• [WRITTEN EXERCISE]: Lay out the material below as a numbered list, one line per item, and leave out any blank lines.

-- START RECORDED INFORMATION --

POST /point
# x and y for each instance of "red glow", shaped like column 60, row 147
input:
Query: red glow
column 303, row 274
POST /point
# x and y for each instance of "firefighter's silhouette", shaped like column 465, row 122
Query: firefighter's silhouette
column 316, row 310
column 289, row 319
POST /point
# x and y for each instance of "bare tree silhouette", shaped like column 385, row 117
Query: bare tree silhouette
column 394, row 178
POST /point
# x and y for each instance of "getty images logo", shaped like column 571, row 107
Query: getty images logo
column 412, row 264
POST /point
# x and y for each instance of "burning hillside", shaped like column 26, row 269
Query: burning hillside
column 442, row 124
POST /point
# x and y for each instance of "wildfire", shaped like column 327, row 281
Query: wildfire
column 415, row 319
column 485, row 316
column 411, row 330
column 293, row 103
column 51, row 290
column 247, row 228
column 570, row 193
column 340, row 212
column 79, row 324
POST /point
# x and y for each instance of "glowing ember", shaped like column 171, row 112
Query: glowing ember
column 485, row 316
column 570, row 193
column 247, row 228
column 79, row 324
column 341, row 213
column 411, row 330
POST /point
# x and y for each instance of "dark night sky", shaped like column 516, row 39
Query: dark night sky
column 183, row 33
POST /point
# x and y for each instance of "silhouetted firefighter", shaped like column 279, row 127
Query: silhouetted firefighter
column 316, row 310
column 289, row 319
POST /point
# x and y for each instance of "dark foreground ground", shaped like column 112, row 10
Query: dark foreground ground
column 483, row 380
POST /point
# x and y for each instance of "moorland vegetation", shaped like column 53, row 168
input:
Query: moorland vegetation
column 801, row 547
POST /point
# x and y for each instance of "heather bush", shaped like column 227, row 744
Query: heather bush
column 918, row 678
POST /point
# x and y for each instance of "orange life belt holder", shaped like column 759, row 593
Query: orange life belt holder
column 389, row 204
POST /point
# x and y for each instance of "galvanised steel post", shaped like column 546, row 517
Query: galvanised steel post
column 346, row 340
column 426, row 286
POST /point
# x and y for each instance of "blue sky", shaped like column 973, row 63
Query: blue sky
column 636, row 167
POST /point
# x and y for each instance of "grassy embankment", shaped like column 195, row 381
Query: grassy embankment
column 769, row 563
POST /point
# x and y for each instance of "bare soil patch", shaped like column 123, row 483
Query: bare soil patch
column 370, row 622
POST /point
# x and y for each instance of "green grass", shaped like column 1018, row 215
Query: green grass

-- END RECORDED INFORMATION --

• [WORKED ANSWER]:
1. POST /point
2. # x and y for each instance of "red glow", shaped like column 60, row 147
3. input:
4. Query: red glow
5. column 303, row 274
6. POST /point
7. # x and y for each instance of "firefighter's silhouette", shaped like column 465, row 122
8. Query: firefighter's silhouette
9. column 316, row 310
10. column 289, row 319
11. POST /point
12. # x and y for each instance of "bare tree silhouette", shaped like column 385, row 117
13. Query: bare tree silhouette
14. column 394, row 178
15. POST /point
16. # x and y for each instance of "getty images logo", shaped like column 571, row 107
17. Query: getty images logo
18. column 412, row 264
19. POST /point
20. # x and y for each instance of "burning hillside", shaped like column 26, row 269
21. Query: burning hillside
22. column 442, row 124
23. POST /point
24. # x and y for each instance of "wildfire", shaped like column 327, row 281
25. Query: wildfire
26. column 415, row 319
27. column 485, row 316
28. column 411, row 330
29. column 293, row 103
30. column 51, row 290
31. column 247, row 228
32. column 570, row 193
33. column 340, row 212
34. column 79, row 324
35. POST /point
36. # x and y for each instance of "glowing ember", shaped like column 171, row 112
37. Query: glowing ember
38. column 485, row 316
39. column 570, row 193
40. column 247, row 228
41. column 79, row 324
42. column 341, row 213
43. column 411, row 330
44. POST /point
45. # x and y for each instance of "dark night sky", shaped like column 516, row 39
46. Query: dark night sky
47. column 183, row 33
48. POST /point
49. # x and y for each instance of "silhouetted firefighter", shaped like column 279, row 127
50. Query: silhouetted firefighter
51. column 316, row 310
52. column 289, row 319
53. POST /point
54. # x and y for each instance of "dark foreground ground", shaped like column 112, row 10
55. Query: dark foreground ground
56. column 483, row 380
57. POST /point
58. # x and y for each instance of "moorland vegetation", shaped like column 53, row 168
59. input:
60. Query: moorland vegetation
61. column 801, row 547
62. POST /point
63. # x and y for each instance of "heather bush", shaped like column 227, row 744
64. Query: heather bush
65. column 918, row 678
66. POST /point
67. # x and y for each instance of "orange life belt holder", shaped like column 759, row 593
68. Query: orange life belt holder
69. column 389, row 204
70. POST /point
71. # x and y for each instance of "galvanised steel post", shaped like column 546, row 517
72. Query: galvanised steel post
73. column 346, row 340
74. column 426, row 286
75. POST /point
76. # x and y for each instance of "blue sky", shaped like column 973, row 63
77. Query: blue sky
78. column 636, row 167
79. POST /point
80. # x and y for each instance of "grassy embankment", shaped like column 195, row 381
81. Query: grassy embankment
82. column 769, row 563
83. POST /point
84. # x and y for each instance of "bare soil patch", shaped like column 123, row 483
85. Query: bare soil patch
86. column 370, row 622
87. POST /point
88. # x and y for each instance of "green grass", shaped like column 1018, row 215
89. Query: green grass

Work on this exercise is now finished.